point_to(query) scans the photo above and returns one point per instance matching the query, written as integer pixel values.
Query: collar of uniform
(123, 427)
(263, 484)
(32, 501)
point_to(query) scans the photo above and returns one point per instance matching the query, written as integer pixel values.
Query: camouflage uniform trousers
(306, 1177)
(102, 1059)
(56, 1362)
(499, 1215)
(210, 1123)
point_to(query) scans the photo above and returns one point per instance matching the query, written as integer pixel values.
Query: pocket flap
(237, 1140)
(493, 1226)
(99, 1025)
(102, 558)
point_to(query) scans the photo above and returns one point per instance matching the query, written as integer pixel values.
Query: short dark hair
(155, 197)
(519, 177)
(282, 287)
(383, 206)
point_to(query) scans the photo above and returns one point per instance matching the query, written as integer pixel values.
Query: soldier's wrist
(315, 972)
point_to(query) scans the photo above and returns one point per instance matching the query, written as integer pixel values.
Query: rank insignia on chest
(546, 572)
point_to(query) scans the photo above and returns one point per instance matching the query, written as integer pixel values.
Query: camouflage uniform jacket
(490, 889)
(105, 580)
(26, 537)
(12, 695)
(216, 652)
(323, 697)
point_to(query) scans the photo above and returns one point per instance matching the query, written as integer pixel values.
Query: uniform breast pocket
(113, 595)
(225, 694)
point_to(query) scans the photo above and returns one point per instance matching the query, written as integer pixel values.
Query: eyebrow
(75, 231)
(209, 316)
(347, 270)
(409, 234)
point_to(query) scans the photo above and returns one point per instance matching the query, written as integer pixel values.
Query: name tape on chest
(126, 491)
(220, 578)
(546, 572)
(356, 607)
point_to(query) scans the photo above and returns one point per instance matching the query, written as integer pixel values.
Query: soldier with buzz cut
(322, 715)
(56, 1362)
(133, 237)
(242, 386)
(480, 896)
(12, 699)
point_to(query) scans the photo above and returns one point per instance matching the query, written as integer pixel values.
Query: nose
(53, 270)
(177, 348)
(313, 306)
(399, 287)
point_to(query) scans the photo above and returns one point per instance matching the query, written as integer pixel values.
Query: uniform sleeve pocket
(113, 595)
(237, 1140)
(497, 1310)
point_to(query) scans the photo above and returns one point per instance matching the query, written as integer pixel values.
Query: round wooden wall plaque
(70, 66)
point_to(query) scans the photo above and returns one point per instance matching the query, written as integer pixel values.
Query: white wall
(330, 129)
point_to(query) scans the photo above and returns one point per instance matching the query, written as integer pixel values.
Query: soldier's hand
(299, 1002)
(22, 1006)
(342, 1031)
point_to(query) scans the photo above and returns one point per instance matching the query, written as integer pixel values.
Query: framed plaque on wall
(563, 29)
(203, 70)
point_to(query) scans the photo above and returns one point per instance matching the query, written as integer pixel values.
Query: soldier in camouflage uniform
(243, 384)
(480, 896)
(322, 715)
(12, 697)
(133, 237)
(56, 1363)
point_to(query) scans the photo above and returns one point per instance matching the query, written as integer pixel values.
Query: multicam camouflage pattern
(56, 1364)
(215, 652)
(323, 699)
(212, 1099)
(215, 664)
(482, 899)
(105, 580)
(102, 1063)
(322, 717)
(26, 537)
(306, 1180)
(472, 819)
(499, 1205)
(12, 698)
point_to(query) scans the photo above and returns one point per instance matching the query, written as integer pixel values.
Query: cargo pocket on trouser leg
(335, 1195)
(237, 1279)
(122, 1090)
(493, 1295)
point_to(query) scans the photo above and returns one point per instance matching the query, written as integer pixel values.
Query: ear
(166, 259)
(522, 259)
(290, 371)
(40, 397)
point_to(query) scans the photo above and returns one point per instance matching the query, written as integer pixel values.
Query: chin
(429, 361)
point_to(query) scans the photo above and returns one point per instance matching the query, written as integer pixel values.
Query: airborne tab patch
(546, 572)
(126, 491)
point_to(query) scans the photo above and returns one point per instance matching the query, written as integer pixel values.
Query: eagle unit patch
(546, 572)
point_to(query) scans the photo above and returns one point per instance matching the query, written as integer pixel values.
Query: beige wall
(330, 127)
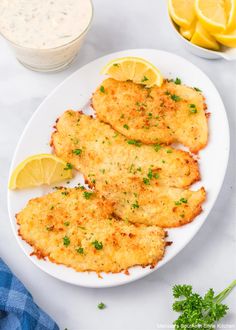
---
* [WRITTEN REQUEST]: Pull out and copy every line of the listing above that contains the word "soldier".

* [EXERCISE RESPONSE]:
Query: soldier's wrist
Query: soldier with buzz cut
Query: soldier's hand
Query: soldier in camouflage uniform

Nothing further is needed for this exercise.